▶ Work instructions
Copy the entries from the start through the line containing "xmin=0 ymin=242 xmax=21 ymax=270", swapping "measure" for "estimate" and leaving everything else unchanged. Omit the pictures from your copy.

[Image annotation data]

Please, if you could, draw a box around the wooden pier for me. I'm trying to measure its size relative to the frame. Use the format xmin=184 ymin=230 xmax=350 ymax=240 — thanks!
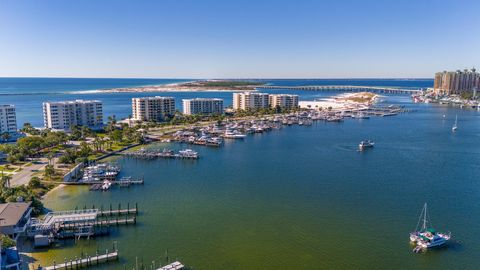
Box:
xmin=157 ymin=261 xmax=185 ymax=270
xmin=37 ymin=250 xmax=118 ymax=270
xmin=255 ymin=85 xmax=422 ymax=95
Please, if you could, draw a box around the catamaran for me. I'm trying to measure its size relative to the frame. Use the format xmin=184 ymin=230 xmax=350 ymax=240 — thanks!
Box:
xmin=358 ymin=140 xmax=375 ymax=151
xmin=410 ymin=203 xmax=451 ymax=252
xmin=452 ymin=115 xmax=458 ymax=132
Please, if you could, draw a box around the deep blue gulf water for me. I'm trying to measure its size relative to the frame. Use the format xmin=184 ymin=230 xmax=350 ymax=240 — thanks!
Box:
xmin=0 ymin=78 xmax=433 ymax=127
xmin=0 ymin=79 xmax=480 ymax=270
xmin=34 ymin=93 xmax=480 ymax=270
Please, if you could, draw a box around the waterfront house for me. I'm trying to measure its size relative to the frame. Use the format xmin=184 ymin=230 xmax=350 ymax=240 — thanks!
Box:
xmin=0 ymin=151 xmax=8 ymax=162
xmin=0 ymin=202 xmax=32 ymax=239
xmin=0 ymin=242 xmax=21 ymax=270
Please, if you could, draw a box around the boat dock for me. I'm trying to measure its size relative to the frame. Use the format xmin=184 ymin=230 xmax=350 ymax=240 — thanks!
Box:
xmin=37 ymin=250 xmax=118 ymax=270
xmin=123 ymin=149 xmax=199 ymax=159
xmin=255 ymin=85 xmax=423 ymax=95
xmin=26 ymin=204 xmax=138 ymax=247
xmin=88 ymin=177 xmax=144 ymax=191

▶ Response below
Please, if you could, draw a box around the wooden pier for me. I'm trying to estimate its size relative to the frame. Use the format xmin=184 ymin=230 xmax=350 ymax=240 — thanks!
Box:
xmin=157 ymin=261 xmax=185 ymax=270
xmin=37 ymin=250 xmax=118 ymax=270
xmin=255 ymin=85 xmax=422 ymax=95
Please, if you could, draw a box around the catamaran for me. I'm trying to estimate its size relative to the frame. Use the format xmin=184 ymin=230 xmax=350 ymax=240 — thanks!
Box:
xmin=358 ymin=140 xmax=375 ymax=151
xmin=410 ymin=203 xmax=451 ymax=252
xmin=452 ymin=115 xmax=458 ymax=132
Please, if you could, draw a box around the deep blue gulf water for me. I'm trying to estimate its size relative to the frame. Use the format xmin=184 ymin=230 xmax=350 ymax=240 — thanks!
Box:
xmin=0 ymin=78 xmax=433 ymax=127
xmin=0 ymin=79 xmax=480 ymax=270
xmin=34 ymin=93 xmax=480 ymax=270
Please, if you could, draw a box around the waterfront house for me. I'm trying to estimate its size relative to the frame. Use the format xmin=184 ymin=230 xmax=350 ymax=240 — thanks!
Box:
xmin=0 ymin=151 xmax=8 ymax=162
xmin=0 ymin=202 xmax=32 ymax=239
xmin=0 ymin=242 xmax=21 ymax=270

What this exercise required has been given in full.